**Your tasks:**
1) Print the food post word for word, starting at "2. Don’t cry" and ending at "haunts after this.".
2) According to the food post, which non-alcoholic beer does the Arabic food outlet stock, and which country is it from?

**Passage shown:**
I hated it , hated it, hated it….. then one day… BAM! I loved it!
(Don’t ask me how the transition occurred. It just did. And now I am a Kimchi fan. I truly am).
I like wrapping my BBQ meat in Green leafy cabbage with one layer of sizzling fatty Medium rare beef and tonnes of kimchi and stuffing the whole damn thing into my mouth. Gorgeous.
Traditionally, the greatest varieties of kimchi were available during the winter. In preparation for the long winter months they were stored in the ground in large kimchi pots. Women often gather together in each others’ homes to help with winter kimchi preparations… hmm i wonder if they went home smelling like Kimchi after toiling over that large old pot. How sexy. “Darling get ur cute lil kimchi ass over here… rite now!”
Anyway, one other thing I noticed when I was in Seoul was how my colleagues use to take photos and shout “kimchi” ! in the same way as English speakers tend to use the word “cheese”. (So I guess in Malaysia they should really shout “durian” or “belacan”!.. right, since its so bloody smelly).
I told another Korean friend I liked kimchi. She said “what kind?” , and proceeded to name 50 different subtypes of Kimchi and that’s when I realised that I was truly out of my depth.
Man, these Koreans I tell ya.. they really do love their Kimchi.
Anyway, a huge must for me at any Korean BBQ, is always the Tongue…
Which reminds me of some really funny cow tongue-in-cheek i read the other day:
All I Need to Know About Life, I Learned from a Cow…
1. Wake up in a happy mooo-d.
2. Don’t cry over spilled milk.
3. Turn the udder cheek and mooo-ve on.
4. Seize every opportunity and milk it for all its worth!
5. It’s better to be seen and not herd.
6. Honor thy fodder and thy mother and all your udder
7. Never take any bull from anybody.
8. Don’t forget to cow-nt your blessings every day.
And last but not least…
Well, the food was bordering on lousy here – the right photo is a picture of ultra soggy glass noodles, and I therefore recommend you try the Korean in the older parts of Korean Town. We will probably go back to our usual haunts after this.
One hidden gem we did find though, was this Arabic Food Supply outlet called Altseer. The food is 100% halal and the olive bar is to die for! I had a field day picking out tonnes of fresh olives for me and my mom. Cumi doesn’t like olives .. so, more for me I say!
The men at this Arabic Food Outlet are really tall, dark and handsome. I am talking male model material here. They have luminous, flawless, ebony skin and are pleasant and friendly and smile all the time! See the photo:)
Ah, Baklava. We bought loads. Don’t buy these if you don’t like your desserts Flaky, Milky, Creamy and Honey sweet! My love affair with the Phyllo will never end! They also stock excellent non-alcoholic beer here. Moussy Beer from Switzerland. The guy just popped one for us to try on the spot. I told you he was nice. I didn’t think I would hear the day I say this but it was really rather good – tastes just like beer! Minus the buzz. But the bitter, fizzy beer taste.. that’s all 100% there! Amazing. Weird almost.
Back to PJ, cradling my Olives and Phyllo.. and non alcoholic beer .. a great day out I tell ya!

**Record excerpts:**
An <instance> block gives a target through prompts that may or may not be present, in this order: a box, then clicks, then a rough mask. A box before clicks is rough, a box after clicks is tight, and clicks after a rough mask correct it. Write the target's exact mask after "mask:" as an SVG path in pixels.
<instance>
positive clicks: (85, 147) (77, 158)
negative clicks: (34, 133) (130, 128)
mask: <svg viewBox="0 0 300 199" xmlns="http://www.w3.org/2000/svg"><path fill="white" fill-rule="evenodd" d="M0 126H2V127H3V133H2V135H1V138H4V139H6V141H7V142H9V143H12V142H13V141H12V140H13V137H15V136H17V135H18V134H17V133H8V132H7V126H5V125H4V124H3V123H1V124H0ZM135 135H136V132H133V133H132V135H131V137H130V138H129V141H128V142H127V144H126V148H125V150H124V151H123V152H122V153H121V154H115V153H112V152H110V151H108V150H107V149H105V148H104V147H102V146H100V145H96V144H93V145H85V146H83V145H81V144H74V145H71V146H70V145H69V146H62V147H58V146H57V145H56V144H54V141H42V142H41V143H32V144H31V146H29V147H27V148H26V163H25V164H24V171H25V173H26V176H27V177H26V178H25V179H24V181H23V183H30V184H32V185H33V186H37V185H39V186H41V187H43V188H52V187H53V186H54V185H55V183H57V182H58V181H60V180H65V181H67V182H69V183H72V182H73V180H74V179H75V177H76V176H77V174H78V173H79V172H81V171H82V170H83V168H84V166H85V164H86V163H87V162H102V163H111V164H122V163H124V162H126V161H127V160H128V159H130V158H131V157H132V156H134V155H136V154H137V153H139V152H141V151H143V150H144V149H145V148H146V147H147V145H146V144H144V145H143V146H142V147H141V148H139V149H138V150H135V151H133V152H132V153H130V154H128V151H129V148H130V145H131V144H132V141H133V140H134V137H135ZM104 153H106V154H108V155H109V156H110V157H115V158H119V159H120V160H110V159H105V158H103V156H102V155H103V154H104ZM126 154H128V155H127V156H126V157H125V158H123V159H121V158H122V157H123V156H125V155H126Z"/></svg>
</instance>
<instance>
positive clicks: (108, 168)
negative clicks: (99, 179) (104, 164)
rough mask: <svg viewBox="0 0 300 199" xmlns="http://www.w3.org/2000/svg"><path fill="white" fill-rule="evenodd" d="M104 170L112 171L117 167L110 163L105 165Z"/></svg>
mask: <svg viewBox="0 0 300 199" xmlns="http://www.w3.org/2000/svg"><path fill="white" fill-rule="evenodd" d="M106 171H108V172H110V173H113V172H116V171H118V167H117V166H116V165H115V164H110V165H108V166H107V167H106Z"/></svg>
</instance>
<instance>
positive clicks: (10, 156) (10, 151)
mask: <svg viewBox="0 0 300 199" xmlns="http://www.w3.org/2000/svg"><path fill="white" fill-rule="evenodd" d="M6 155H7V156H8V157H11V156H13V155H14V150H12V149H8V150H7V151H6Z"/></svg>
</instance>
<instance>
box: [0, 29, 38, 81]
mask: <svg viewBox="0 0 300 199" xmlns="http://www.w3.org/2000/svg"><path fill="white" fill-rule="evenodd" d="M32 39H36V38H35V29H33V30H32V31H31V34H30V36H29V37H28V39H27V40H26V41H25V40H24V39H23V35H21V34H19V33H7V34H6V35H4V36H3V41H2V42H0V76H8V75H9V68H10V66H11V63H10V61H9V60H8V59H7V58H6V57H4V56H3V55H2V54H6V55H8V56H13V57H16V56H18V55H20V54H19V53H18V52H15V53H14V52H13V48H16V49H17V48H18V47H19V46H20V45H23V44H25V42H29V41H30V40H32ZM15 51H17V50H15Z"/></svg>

**Task results:**
1)
2. Don’t cry over spilled milk.
3. Turn the udder cheek and mooo-ve on.
4. Seize every opportunity and milk it for all its worth!
5. It’s better to be seen and not herd.
6. Honor thy fodder and thy mother and all your udder
7. Never take any bull from anybody.
8. Don’t forget to cow-nt your blessings every day.
And last but not least…
Well, the food was bordering on lousy here – the right photo is a picture of ultra soggy glass noodles, and I therefore recommend you try the Korean in the older parts of Korean Town. We will probably go back to our usual haunts after this.

2) Moussy Beer, from Switzerland.